Exercise: Using the data below, work out how many lines contain "glove", and report only that number.

*** Block opens ***

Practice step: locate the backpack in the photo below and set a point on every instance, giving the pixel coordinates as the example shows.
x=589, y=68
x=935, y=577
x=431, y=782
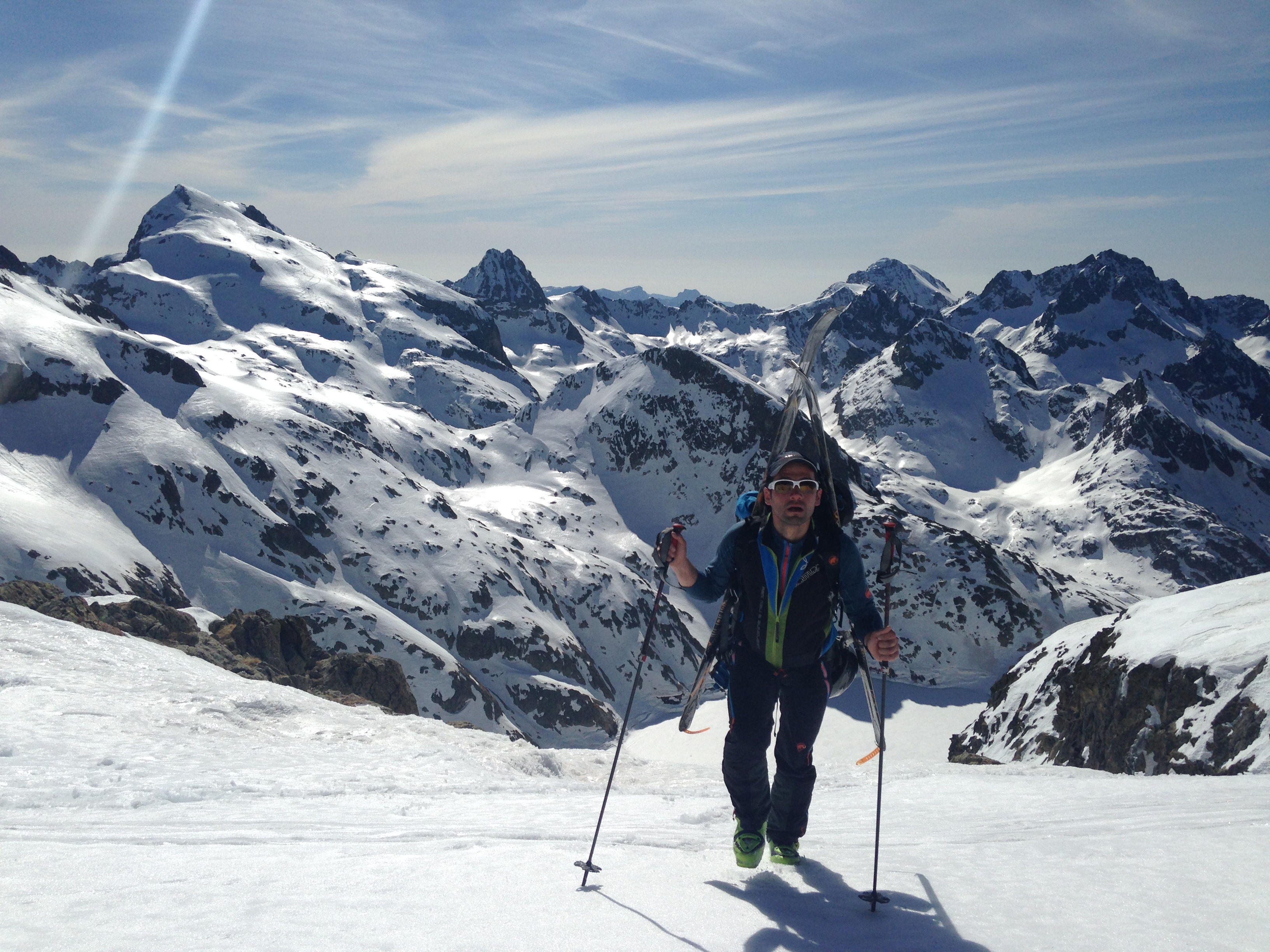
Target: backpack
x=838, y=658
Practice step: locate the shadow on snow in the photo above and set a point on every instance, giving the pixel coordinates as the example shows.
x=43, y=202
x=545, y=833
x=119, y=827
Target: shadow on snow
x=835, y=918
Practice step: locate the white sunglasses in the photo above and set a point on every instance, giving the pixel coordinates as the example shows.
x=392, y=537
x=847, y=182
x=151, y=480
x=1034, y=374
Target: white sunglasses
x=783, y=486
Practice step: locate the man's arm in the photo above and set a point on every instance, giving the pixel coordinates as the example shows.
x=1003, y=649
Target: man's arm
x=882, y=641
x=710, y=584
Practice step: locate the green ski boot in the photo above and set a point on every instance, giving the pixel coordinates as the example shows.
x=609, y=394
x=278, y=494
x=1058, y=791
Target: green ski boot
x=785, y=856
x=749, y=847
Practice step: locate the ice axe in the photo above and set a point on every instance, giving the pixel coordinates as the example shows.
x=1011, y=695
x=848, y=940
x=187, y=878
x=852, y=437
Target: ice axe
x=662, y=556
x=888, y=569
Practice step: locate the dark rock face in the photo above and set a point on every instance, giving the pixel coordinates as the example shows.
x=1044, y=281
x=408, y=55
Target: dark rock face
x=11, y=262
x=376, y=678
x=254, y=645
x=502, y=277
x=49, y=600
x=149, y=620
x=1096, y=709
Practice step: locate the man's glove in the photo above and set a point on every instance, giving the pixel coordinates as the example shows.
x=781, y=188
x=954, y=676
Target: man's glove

*** Block closes ***
*** Block opens ***

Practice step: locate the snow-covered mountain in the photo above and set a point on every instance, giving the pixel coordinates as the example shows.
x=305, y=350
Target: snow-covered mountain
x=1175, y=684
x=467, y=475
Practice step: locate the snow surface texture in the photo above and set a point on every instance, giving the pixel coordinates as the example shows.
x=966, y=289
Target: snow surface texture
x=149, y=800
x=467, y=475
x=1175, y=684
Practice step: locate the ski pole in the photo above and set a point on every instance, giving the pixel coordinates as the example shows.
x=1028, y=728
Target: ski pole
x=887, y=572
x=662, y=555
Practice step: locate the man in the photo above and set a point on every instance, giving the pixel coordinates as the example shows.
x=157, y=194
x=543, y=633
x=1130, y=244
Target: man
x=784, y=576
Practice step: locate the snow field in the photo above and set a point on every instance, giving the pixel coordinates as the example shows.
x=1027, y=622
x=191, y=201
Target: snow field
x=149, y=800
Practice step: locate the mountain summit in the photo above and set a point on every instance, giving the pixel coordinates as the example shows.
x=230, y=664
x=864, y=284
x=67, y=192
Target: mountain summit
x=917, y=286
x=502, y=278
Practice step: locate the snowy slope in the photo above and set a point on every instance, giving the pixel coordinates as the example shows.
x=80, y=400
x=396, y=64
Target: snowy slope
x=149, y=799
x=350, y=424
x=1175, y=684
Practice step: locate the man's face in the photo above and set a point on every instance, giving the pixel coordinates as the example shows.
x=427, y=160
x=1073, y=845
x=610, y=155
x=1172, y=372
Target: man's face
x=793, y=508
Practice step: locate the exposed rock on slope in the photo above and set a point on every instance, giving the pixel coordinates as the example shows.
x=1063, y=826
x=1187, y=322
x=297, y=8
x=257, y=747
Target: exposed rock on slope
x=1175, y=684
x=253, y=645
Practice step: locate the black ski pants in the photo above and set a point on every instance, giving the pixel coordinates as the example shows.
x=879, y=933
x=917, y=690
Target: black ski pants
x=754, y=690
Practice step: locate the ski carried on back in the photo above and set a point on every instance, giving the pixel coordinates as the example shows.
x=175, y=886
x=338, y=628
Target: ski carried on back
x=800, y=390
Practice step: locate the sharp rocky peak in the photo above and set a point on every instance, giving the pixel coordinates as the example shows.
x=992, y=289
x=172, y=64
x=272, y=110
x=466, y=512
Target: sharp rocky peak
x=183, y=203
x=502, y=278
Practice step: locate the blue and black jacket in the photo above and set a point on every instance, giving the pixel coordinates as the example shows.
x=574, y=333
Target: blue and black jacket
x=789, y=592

*** Block closes ***

Output below: 2